// case study · production
Routing three foundation models at 1.5s, without paying for it twice.
A production multi-model LLM inference layer behind enterprise applications — owning latency, cost, and reliability under varying load.

- Period
- Feb 2024 – Jul 2024
- Role
- Generative AI Engineer at Concentrix + Webhelp
Enterprise teams wanted access to multiple foundation models from one stable endpoint. Each model had a different cost curve, a different latency profile, and a different failure mode. The naive fix — pick one model and stick with it — left money on the table and made every outage a full outage. The better fix was to put a routing layer in front of all of them and treat model choice as a tunable knob.
The constraints
- Latency budget. End-to-end response had to feel interactive across consumer-facing flows — sub-2s, ideally sub-1.5s.
- Cost ceiling. Inference spend was the largest line item in the platform's monthly bill.
- Accuracy floor. Routing decisions could not silently degrade response quality.

[STUDY MATERIAL]:
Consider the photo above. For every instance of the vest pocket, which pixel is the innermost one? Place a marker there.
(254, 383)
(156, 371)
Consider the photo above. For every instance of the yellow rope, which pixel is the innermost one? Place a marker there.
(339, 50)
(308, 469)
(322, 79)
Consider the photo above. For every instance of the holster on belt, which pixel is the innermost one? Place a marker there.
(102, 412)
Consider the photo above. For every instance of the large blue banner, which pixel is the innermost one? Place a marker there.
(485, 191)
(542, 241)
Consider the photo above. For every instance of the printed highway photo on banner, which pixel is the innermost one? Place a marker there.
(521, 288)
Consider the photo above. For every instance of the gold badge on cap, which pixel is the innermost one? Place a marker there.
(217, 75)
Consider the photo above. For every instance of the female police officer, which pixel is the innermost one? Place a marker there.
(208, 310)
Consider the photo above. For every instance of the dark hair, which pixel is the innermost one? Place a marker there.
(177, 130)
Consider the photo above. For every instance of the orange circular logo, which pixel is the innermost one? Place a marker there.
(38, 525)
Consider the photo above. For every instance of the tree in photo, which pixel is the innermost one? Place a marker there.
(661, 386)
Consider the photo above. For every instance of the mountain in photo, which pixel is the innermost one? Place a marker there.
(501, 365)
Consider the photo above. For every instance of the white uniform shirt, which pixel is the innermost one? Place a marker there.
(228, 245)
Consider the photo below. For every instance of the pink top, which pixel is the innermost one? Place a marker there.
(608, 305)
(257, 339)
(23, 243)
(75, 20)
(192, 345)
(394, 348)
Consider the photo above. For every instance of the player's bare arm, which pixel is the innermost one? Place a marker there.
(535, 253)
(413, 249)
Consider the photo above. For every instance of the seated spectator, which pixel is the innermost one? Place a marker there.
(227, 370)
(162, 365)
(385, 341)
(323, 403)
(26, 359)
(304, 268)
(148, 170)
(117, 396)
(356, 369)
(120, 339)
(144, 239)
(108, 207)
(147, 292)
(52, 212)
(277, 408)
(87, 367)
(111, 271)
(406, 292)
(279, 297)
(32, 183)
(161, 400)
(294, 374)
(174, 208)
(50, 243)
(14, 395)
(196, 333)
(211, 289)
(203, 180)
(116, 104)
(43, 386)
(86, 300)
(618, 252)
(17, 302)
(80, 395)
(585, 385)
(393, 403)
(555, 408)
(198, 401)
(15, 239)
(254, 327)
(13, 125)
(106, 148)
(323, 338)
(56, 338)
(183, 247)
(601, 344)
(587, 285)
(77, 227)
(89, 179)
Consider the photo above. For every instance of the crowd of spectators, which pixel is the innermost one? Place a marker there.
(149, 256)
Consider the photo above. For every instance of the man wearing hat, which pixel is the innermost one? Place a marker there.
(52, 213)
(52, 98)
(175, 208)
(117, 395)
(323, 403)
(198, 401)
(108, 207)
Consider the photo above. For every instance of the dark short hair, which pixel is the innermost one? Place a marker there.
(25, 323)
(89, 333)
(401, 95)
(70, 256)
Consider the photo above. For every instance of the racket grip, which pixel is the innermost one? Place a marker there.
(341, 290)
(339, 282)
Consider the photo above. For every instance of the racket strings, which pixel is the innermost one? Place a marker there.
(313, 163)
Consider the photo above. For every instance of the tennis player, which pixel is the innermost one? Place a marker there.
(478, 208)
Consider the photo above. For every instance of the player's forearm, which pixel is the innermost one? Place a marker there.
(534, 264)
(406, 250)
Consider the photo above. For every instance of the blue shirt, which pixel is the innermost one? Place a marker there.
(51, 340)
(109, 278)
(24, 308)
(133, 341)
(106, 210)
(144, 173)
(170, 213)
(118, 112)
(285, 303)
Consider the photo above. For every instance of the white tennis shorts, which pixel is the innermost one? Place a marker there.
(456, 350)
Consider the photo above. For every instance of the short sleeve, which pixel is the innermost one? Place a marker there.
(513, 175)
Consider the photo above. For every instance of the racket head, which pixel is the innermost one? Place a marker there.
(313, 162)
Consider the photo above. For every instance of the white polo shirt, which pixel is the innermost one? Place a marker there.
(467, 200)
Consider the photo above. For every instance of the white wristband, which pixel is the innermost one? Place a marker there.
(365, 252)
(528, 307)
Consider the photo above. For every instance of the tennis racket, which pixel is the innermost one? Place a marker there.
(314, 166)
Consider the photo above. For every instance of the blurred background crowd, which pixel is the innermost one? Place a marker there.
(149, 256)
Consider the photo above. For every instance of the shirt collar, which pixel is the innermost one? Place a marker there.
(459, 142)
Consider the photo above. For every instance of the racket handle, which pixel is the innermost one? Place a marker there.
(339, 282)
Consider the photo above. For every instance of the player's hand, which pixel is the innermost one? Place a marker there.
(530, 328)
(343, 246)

[EXERCISE SET]:
A - According to the case study on multi-model routing, why was picking a single model and sticking with it a poor fix? Answer in one to three sentences.
B - In the case study on multi-model routing, what was the largest line item in the platform's monthly bill?
C - Translate this sentence from the case study on multi-model routing into Spanish: "Enterprise teams wanted access to multiple foundation models from one stable endpoint."

[RESULTS FOR EACH TASK]:
A - Picking one model left money on the table. It also meant that any outage of that model became a full outage.

B - Inference spend.

C - Los equipos empresariales querían acceder a varios modelos fundacionales desde un único punto de acceso estable.